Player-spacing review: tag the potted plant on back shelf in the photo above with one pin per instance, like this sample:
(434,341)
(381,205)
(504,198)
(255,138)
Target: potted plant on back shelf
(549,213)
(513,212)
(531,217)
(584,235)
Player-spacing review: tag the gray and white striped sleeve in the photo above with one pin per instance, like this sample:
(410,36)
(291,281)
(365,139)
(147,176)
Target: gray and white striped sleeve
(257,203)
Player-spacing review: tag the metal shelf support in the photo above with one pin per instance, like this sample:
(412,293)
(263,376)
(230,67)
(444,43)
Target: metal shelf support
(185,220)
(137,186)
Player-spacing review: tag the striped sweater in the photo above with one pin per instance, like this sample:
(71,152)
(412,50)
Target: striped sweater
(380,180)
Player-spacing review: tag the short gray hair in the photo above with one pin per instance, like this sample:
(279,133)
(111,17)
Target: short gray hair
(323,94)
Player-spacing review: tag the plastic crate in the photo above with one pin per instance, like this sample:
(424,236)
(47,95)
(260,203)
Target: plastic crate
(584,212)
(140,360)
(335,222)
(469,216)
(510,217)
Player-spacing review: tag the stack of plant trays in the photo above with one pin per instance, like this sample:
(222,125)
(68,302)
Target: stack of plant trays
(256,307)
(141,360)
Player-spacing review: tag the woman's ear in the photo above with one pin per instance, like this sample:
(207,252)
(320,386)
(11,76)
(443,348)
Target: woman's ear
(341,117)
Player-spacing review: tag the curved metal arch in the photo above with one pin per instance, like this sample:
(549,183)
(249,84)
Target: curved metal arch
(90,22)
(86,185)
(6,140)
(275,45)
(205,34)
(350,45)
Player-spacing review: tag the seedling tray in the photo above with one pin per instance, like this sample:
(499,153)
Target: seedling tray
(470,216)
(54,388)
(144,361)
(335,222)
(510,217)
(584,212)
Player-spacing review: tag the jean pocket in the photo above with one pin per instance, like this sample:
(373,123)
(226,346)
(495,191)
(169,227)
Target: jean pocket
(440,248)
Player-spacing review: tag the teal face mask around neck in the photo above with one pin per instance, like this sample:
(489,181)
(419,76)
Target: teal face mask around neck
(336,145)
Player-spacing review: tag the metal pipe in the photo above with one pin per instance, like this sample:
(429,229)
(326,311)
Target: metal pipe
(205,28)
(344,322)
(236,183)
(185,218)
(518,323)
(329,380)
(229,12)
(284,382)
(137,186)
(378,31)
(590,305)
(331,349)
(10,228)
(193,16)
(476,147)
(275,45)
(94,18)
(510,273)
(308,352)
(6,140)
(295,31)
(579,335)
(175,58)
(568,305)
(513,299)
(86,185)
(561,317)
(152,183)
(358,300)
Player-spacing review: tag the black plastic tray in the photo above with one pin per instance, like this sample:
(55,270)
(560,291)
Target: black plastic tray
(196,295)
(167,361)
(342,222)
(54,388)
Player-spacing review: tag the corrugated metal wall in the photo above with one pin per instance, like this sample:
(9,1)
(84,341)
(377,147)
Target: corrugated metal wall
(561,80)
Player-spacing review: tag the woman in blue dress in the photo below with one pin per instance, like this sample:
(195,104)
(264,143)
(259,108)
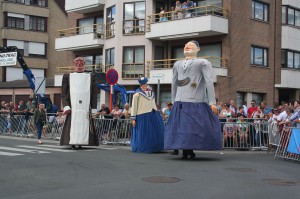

■ ■ ■

→ Goal: How many lines in the data above contain the string "gray"? Case counts. Give only the number.

→ Answer to the task: 4